Items stored from a collection

━━━━━━━━━━━━━━━━

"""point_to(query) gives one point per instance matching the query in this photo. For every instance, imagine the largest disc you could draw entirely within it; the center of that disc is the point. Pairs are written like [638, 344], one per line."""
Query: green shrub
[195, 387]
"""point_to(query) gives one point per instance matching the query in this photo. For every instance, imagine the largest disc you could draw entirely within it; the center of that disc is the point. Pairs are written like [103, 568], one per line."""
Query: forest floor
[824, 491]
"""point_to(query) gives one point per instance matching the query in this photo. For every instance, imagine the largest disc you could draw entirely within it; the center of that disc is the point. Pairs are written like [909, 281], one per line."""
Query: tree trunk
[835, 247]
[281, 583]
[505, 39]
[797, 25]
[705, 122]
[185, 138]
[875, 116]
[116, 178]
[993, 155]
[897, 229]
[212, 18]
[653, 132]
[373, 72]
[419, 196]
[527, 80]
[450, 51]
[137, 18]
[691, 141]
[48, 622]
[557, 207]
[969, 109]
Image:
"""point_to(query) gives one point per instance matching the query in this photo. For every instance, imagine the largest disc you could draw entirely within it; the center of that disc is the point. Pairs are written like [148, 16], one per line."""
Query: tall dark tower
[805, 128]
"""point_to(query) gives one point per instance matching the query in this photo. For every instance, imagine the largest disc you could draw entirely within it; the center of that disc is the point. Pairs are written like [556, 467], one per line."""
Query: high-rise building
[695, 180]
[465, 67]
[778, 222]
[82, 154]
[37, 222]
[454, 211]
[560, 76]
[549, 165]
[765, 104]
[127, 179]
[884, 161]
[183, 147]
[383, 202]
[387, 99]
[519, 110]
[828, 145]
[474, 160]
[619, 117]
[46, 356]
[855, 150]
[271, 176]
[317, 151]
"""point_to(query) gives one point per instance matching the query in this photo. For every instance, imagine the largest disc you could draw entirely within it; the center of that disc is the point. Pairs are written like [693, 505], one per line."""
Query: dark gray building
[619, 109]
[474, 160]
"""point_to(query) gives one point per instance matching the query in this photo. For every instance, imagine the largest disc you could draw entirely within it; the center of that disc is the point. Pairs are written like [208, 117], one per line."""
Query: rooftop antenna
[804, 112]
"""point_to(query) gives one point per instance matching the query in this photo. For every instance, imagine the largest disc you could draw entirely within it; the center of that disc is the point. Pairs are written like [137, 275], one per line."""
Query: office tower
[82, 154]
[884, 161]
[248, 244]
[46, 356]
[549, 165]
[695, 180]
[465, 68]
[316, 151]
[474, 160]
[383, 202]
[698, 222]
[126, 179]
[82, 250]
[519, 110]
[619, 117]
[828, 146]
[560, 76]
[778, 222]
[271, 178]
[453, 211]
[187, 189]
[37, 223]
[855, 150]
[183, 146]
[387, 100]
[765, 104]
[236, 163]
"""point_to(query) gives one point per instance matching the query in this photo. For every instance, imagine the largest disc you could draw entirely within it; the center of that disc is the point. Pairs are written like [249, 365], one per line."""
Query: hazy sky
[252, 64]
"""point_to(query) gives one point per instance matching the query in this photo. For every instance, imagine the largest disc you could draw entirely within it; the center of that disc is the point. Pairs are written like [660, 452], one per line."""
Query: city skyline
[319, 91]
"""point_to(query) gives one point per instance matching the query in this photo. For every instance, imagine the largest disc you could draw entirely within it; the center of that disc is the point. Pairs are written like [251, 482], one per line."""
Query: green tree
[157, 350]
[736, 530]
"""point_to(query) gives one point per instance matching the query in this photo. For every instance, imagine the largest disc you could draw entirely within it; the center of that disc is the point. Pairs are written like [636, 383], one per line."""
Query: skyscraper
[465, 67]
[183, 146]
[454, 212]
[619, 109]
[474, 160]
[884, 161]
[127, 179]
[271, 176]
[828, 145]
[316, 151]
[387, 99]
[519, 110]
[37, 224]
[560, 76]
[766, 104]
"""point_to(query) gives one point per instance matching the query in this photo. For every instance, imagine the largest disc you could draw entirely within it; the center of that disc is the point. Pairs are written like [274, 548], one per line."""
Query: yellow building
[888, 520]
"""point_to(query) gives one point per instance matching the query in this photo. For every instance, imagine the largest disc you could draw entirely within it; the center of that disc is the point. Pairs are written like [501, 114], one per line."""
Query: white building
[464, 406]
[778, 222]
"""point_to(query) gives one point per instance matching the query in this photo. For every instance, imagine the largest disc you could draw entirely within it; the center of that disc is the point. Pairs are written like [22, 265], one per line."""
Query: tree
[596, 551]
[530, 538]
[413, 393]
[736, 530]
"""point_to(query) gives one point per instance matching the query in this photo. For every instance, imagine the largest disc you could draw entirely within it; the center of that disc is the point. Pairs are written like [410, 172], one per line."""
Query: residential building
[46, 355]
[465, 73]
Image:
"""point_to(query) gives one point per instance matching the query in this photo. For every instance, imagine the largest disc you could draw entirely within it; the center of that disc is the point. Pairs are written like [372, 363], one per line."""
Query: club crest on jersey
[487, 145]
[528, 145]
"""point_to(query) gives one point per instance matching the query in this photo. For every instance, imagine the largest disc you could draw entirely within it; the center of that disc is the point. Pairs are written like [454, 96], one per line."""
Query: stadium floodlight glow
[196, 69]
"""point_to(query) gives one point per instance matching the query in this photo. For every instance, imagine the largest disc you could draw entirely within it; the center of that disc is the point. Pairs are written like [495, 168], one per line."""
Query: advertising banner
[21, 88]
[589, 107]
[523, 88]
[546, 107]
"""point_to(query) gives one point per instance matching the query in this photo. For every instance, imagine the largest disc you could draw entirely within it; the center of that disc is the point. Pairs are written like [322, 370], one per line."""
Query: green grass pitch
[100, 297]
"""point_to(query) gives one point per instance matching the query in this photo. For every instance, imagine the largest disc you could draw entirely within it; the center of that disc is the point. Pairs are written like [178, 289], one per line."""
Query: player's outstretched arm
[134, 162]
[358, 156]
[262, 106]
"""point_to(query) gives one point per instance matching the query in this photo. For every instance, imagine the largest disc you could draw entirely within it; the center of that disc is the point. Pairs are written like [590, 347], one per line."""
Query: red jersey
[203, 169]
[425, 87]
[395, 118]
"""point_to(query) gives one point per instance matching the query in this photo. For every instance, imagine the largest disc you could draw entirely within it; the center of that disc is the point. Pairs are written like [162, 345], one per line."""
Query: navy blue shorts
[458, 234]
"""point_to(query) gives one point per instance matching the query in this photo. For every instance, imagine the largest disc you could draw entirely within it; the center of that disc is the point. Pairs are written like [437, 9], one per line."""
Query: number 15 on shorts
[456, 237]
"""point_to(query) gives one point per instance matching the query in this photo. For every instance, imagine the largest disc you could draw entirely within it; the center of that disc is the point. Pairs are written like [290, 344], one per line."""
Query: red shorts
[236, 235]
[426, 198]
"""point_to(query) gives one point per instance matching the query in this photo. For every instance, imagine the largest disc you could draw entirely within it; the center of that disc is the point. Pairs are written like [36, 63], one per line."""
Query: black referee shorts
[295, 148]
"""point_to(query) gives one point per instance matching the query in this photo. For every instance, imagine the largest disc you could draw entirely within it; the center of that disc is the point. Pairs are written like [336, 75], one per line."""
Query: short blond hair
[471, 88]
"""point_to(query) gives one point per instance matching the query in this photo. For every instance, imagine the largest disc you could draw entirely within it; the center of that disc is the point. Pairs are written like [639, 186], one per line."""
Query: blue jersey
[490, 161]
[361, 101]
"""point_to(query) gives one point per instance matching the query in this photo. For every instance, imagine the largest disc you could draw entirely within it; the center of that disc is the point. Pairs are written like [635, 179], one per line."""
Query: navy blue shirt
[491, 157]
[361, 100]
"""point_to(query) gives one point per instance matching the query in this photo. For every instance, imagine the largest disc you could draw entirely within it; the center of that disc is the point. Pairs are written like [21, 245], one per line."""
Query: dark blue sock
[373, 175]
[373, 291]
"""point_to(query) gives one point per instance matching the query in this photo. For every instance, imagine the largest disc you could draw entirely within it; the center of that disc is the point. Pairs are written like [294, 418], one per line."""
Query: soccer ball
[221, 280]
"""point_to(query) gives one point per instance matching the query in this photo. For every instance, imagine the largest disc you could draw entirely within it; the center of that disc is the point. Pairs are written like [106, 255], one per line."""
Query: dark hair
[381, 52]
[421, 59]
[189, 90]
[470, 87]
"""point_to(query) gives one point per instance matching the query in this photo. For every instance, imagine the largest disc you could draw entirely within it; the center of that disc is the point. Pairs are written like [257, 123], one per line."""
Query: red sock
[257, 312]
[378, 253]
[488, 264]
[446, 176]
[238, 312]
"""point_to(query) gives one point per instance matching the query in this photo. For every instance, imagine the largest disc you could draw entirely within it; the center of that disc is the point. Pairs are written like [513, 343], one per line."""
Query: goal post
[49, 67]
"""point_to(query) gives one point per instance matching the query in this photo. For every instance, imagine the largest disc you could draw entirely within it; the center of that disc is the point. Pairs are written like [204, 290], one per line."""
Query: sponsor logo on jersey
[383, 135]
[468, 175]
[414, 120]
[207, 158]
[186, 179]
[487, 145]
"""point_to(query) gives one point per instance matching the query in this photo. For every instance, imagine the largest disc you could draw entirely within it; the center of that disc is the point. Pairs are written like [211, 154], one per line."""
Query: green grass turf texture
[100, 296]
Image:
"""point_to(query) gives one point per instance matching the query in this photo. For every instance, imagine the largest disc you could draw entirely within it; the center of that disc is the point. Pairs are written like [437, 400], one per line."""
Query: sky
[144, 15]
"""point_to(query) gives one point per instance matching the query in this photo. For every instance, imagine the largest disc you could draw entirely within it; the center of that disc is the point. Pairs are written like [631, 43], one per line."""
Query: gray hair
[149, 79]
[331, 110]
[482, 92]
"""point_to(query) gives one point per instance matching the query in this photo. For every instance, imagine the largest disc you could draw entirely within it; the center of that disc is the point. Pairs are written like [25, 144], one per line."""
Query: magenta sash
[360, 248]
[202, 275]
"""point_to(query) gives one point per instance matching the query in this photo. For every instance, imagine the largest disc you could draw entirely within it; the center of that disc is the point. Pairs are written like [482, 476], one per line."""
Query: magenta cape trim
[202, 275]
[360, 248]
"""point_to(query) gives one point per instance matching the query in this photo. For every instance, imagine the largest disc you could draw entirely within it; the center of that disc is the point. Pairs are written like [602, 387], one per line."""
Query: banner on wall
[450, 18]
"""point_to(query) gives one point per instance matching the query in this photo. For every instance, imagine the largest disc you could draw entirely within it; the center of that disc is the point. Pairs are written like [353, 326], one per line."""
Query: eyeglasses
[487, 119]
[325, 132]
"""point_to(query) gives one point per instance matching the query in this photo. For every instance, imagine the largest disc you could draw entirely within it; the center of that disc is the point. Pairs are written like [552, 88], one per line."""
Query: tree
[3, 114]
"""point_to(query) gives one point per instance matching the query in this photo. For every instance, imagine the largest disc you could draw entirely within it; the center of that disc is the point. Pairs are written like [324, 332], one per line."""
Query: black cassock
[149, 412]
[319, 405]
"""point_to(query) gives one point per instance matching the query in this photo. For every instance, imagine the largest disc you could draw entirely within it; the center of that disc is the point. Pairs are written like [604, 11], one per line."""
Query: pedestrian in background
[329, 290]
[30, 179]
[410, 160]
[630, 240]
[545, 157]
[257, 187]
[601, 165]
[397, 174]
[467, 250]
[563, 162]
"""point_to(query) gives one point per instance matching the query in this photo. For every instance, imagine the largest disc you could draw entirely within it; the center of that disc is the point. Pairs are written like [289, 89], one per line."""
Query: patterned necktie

━━━━━━━━━━━━━━━━

WORK INSTRUCTIONS
Copy the records word for word, starting at the line that contains "[36, 63], one" and ending at the line that contains "Query: black referee shorts".

SOLUTION TO THE PROBLEM
"""point_to(query) gives one point per instance matching the query in this photo. For every instance, imagine the largest disc you could draw entirely within it; the center of that disc is the point. Pairs are written like [36, 63], one per line."""
Query: black referee shorts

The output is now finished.